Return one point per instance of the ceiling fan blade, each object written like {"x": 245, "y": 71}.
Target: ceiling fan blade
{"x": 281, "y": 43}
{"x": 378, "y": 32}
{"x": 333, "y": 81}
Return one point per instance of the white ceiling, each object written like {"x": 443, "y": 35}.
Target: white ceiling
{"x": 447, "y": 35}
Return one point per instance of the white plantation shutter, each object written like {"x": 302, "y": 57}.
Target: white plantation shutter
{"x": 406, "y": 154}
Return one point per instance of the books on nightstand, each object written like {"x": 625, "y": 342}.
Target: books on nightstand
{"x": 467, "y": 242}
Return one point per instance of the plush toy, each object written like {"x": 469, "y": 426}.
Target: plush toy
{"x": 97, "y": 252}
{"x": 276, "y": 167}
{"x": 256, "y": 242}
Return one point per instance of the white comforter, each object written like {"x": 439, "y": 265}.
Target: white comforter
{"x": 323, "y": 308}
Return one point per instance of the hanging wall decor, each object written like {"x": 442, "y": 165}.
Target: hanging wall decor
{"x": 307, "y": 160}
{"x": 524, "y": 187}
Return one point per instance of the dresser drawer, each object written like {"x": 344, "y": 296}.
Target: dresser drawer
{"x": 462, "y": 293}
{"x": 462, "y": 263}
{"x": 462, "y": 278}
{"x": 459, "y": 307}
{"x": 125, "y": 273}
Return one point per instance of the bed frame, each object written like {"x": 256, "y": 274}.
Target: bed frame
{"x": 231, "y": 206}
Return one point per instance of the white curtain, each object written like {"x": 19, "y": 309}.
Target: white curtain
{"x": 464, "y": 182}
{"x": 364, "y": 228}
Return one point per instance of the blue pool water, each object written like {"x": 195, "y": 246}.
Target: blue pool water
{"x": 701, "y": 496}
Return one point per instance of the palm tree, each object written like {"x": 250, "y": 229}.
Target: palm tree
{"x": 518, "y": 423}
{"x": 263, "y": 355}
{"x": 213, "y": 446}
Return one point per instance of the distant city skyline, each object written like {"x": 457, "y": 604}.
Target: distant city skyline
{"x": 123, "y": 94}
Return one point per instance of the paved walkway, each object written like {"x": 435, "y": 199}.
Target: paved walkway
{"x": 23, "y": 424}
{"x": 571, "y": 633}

* **Your task**:
Retype the material above, line by line, exactly.

* **Exercise result**:
Return one point per instance of the ceiling fan blade, each object written like {"x": 245, "y": 71}.
Target: ceiling fan blade
{"x": 281, "y": 43}
{"x": 378, "y": 32}
{"x": 333, "y": 81}
Return one point per instance of the white ceiling, each object written like {"x": 443, "y": 35}.
Target: white ceiling
{"x": 447, "y": 35}
Return one point per instance of the white plantation shutter, each object written like {"x": 302, "y": 57}.
Target: white plantation shutter
{"x": 406, "y": 154}
Return one point per instance of the books on nightstand, each object written like {"x": 625, "y": 342}.
Target: books on nightstand
{"x": 467, "y": 242}
Return one point per instance of the plush toy, each object written like {"x": 469, "y": 426}.
Target: plush toy
{"x": 97, "y": 252}
{"x": 276, "y": 167}
{"x": 256, "y": 242}
Return one point per instance of the white comforter, each object written like {"x": 439, "y": 265}.
Target: white comforter
{"x": 323, "y": 308}
Return one point per instance of the hanging wall decor, each object written like {"x": 442, "y": 165}.
Target: hanging wall decor
{"x": 307, "y": 160}
{"x": 524, "y": 187}
Return one point per instance of the dresser drawer, each object written like {"x": 344, "y": 296}.
Target: dresser drawer
{"x": 462, "y": 293}
{"x": 462, "y": 263}
{"x": 462, "y": 278}
{"x": 459, "y": 307}
{"x": 125, "y": 273}
Return one point per instance of the bed frame, each object written like {"x": 256, "y": 274}.
Target: bed frame
{"x": 231, "y": 206}
Return one point per instance of the white curtain, each object written like {"x": 19, "y": 309}.
Target: white curtain
{"x": 464, "y": 182}
{"x": 364, "y": 228}
Return one point per instance of the blue pool water, each object written like {"x": 195, "y": 246}.
Target: blue pool water
{"x": 701, "y": 496}
Return one point per instance of the palm tree, each object written like {"x": 250, "y": 229}.
Target: palm tree
{"x": 518, "y": 423}
{"x": 263, "y": 355}
{"x": 213, "y": 446}
Return one point per instance of the distant city skyline, each object written like {"x": 457, "y": 604}.
Target: distant city skyline
{"x": 123, "y": 94}
Return one point per instance of the paved walkway, each object written like {"x": 435, "y": 199}.
Target: paved walkway
{"x": 23, "y": 424}
{"x": 571, "y": 633}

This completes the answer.